> YOUR ASSIGNMENT
Please copy out all lines of the entries that contain the word "bread".
═══ INFORMATION SHOWN ═══
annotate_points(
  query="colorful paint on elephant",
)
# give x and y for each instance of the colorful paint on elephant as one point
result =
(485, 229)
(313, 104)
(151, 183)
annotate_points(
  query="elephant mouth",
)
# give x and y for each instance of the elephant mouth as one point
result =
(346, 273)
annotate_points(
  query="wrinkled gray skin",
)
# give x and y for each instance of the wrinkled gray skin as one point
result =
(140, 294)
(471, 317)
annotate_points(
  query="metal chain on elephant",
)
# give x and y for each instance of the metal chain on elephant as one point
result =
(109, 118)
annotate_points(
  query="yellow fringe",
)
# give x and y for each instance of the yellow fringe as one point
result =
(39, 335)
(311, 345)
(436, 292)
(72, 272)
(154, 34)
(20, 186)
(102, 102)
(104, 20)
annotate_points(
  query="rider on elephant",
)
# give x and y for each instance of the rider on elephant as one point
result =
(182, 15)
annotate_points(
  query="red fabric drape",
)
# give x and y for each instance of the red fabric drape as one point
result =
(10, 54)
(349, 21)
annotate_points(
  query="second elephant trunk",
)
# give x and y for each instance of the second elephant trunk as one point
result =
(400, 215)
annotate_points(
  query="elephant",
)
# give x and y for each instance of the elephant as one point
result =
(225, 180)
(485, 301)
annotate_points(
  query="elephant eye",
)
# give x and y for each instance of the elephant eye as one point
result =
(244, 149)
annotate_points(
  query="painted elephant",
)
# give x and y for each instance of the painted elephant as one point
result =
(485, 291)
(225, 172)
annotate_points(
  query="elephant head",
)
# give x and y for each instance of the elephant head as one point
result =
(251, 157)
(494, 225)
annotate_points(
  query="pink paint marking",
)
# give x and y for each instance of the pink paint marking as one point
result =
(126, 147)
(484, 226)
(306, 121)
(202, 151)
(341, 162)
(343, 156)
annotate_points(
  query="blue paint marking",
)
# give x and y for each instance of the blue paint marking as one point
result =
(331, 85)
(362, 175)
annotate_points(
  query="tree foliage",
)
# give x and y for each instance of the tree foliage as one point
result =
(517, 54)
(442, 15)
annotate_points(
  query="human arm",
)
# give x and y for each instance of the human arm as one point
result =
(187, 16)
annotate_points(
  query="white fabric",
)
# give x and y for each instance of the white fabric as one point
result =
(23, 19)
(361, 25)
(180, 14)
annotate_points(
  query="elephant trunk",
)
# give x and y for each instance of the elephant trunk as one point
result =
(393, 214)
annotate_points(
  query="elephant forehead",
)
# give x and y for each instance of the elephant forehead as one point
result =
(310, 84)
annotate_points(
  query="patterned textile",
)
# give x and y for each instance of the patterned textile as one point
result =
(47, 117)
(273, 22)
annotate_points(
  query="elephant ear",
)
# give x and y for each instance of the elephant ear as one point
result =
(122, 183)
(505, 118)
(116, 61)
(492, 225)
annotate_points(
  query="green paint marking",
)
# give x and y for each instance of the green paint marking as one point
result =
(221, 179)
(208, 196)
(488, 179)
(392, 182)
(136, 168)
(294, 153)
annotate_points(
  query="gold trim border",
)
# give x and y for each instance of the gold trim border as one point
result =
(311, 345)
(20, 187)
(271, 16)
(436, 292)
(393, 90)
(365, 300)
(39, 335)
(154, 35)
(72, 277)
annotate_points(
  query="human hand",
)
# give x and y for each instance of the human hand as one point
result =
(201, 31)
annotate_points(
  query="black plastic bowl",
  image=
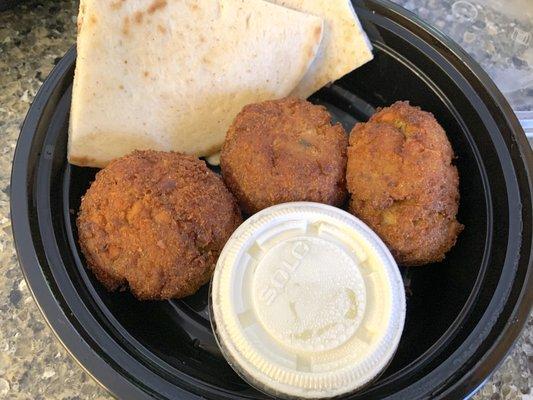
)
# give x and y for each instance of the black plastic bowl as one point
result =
(462, 314)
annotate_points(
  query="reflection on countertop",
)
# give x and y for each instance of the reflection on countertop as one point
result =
(33, 364)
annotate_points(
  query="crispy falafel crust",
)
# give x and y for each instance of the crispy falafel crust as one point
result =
(155, 222)
(403, 183)
(284, 150)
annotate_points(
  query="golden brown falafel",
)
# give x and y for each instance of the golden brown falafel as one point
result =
(403, 184)
(156, 222)
(284, 150)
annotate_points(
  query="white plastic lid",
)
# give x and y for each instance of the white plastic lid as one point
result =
(307, 301)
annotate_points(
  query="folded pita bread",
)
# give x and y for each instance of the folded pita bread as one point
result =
(344, 46)
(172, 74)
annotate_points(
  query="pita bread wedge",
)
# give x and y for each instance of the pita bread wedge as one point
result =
(344, 46)
(172, 74)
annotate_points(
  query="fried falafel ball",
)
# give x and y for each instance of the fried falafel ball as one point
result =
(284, 150)
(403, 183)
(155, 222)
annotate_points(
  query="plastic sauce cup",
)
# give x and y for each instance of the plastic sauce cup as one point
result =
(307, 302)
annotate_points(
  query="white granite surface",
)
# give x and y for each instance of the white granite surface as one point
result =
(33, 365)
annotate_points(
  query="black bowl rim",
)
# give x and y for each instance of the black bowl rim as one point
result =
(116, 383)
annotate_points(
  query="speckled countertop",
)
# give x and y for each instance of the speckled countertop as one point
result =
(33, 364)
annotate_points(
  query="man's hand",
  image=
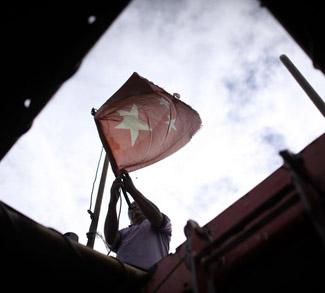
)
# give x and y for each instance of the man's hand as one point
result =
(127, 182)
(115, 191)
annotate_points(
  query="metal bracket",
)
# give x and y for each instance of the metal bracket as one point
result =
(308, 190)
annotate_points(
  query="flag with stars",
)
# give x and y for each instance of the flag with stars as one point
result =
(142, 124)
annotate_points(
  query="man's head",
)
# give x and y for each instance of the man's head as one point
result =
(135, 214)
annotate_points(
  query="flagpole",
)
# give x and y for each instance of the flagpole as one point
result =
(312, 94)
(95, 216)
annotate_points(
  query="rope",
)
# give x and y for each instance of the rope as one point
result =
(92, 191)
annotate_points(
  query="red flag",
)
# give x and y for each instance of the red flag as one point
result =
(142, 124)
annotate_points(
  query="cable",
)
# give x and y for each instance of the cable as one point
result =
(92, 191)
(118, 222)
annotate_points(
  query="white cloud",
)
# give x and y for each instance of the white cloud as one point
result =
(223, 58)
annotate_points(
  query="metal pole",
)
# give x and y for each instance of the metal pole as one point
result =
(315, 98)
(94, 222)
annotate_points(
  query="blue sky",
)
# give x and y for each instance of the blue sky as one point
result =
(222, 57)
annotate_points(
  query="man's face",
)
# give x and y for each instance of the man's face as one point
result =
(135, 214)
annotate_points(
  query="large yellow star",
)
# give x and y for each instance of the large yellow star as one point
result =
(131, 121)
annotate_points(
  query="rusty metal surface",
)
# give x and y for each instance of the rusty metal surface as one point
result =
(267, 239)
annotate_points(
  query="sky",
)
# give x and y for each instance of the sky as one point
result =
(222, 57)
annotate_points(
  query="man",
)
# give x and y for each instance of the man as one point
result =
(147, 239)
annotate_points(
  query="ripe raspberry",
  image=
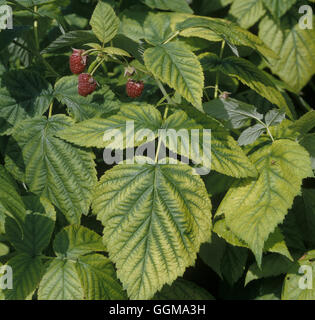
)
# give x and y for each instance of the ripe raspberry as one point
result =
(86, 84)
(134, 88)
(77, 61)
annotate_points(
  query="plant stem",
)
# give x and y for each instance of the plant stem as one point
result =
(218, 75)
(102, 60)
(36, 30)
(38, 55)
(171, 37)
(165, 94)
(267, 128)
(50, 109)
(160, 140)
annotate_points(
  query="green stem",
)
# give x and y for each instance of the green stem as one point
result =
(38, 55)
(217, 74)
(160, 140)
(50, 109)
(36, 30)
(172, 37)
(102, 60)
(165, 94)
(267, 128)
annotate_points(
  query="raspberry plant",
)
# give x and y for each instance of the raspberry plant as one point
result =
(74, 227)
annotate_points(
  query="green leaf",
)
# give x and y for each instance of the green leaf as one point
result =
(116, 51)
(248, 74)
(253, 209)
(37, 230)
(26, 272)
(247, 12)
(11, 203)
(236, 113)
(274, 117)
(272, 265)
(291, 287)
(251, 134)
(308, 142)
(104, 22)
(56, 169)
(23, 94)
(226, 156)
(202, 33)
(98, 278)
(306, 123)
(60, 282)
(152, 212)
(70, 39)
(100, 103)
(229, 32)
(276, 243)
(171, 63)
(212, 253)
(183, 290)
(294, 46)
(174, 5)
(4, 249)
(277, 7)
(91, 132)
(157, 28)
(76, 240)
(233, 263)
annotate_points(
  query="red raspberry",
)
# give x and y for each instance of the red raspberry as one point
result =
(134, 88)
(86, 84)
(77, 61)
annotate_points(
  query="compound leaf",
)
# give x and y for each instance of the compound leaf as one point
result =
(152, 213)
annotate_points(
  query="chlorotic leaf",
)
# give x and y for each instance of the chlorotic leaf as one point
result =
(10, 201)
(98, 278)
(247, 12)
(60, 282)
(295, 47)
(104, 22)
(277, 7)
(183, 290)
(251, 134)
(37, 230)
(250, 75)
(174, 5)
(56, 169)
(253, 208)
(226, 156)
(23, 94)
(172, 63)
(99, 103)
(92, 132)
(152, 212)
(76, 240)
(272, 265)
(26, 273)
(299, 284)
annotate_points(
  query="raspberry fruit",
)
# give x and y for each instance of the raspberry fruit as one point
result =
(86, 84)
(77, 61)
(134, 88)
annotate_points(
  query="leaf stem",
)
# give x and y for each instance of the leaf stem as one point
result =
(216, 90)
(171, 37)
(267, 128)
(50, 109)
(102, 60)
(36, 30)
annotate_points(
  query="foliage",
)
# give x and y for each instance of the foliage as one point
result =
(73, 227)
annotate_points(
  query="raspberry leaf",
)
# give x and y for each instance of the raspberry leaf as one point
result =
(146, 214)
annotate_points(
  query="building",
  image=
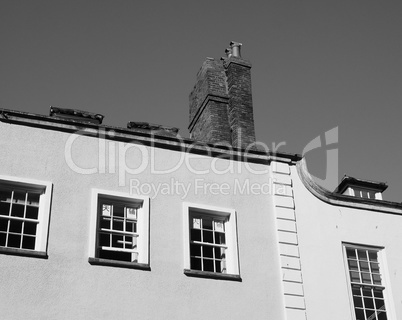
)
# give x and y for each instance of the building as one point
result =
(100, 222)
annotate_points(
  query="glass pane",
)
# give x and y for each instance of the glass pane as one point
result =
═══
> PROBLEM SOLUTION
  query="folded pita bread",
# give x and y for each instance of the folded pita bread as one point
  query="pita bread wedge",
# give x and y for each instance of the pita bread wedge as one point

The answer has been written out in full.